> Work to complete
Compute how many lines in the entries below include the string "earring". Only the number is wanted.

> Records excerpted from a collection
####################
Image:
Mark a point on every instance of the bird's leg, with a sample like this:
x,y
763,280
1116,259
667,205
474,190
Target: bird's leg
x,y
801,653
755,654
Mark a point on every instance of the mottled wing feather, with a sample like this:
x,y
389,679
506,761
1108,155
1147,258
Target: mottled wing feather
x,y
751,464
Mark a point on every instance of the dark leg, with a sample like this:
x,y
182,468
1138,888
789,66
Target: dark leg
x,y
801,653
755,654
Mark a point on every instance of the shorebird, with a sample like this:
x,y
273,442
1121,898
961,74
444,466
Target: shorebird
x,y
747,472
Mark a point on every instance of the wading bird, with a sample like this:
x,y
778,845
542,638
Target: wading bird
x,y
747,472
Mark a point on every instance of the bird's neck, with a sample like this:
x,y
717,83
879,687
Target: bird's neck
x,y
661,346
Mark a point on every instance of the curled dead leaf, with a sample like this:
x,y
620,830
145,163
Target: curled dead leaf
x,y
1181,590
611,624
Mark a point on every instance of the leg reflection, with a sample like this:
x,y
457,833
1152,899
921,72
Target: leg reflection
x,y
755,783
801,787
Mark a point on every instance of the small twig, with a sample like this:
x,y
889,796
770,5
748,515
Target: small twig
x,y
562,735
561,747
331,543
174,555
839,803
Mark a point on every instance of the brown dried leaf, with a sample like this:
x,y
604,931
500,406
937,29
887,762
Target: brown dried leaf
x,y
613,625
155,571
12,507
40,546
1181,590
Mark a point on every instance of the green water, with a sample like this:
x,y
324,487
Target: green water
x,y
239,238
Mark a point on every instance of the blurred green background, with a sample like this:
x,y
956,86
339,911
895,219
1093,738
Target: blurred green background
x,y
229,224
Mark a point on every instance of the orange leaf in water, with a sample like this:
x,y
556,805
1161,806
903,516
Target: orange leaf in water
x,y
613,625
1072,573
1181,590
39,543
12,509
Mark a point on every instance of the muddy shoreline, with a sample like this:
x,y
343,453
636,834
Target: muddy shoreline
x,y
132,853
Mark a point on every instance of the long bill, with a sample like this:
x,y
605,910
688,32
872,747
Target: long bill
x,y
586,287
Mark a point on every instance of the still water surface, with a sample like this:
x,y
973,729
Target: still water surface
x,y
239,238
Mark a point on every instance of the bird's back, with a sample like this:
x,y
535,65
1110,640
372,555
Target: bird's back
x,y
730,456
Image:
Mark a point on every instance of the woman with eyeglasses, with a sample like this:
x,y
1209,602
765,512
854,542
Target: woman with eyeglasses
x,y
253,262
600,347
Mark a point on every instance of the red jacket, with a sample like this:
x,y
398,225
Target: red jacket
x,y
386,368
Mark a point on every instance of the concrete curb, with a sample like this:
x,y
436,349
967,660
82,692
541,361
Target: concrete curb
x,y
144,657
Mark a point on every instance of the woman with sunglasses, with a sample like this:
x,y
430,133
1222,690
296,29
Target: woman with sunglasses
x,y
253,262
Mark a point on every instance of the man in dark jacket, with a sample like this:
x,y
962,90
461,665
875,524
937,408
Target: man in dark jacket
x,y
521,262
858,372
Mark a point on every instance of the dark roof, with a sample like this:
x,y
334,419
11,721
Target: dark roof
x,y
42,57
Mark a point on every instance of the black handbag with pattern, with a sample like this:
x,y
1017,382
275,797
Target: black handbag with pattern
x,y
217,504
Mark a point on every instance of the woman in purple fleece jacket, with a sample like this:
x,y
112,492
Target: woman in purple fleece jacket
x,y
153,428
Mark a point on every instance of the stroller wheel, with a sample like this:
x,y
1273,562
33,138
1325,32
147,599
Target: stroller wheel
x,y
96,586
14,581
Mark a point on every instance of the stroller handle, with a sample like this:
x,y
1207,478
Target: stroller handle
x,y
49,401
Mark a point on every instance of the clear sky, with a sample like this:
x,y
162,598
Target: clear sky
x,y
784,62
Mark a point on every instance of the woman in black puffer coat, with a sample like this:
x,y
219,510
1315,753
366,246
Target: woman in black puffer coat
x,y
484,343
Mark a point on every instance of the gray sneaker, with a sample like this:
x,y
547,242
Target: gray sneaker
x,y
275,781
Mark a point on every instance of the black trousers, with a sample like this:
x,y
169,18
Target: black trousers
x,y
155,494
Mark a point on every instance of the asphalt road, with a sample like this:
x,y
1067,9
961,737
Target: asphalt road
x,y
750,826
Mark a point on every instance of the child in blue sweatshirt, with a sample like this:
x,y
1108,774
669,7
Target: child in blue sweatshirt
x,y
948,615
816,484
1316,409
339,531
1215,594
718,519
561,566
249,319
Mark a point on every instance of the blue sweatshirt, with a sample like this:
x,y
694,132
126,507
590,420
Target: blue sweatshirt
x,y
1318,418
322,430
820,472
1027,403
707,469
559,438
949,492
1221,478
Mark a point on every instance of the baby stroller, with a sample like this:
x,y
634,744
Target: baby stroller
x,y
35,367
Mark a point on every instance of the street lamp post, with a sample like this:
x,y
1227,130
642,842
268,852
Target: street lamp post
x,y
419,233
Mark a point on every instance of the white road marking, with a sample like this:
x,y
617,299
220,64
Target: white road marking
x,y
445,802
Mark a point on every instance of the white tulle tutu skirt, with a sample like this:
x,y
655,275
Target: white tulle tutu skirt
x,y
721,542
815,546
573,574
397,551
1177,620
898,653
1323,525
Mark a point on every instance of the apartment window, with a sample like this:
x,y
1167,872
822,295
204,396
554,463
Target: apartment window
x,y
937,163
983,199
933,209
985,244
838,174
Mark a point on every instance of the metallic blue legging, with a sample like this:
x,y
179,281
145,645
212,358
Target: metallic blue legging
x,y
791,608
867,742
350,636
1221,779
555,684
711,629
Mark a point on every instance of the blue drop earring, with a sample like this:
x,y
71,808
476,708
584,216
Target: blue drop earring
####################
> Answer box
2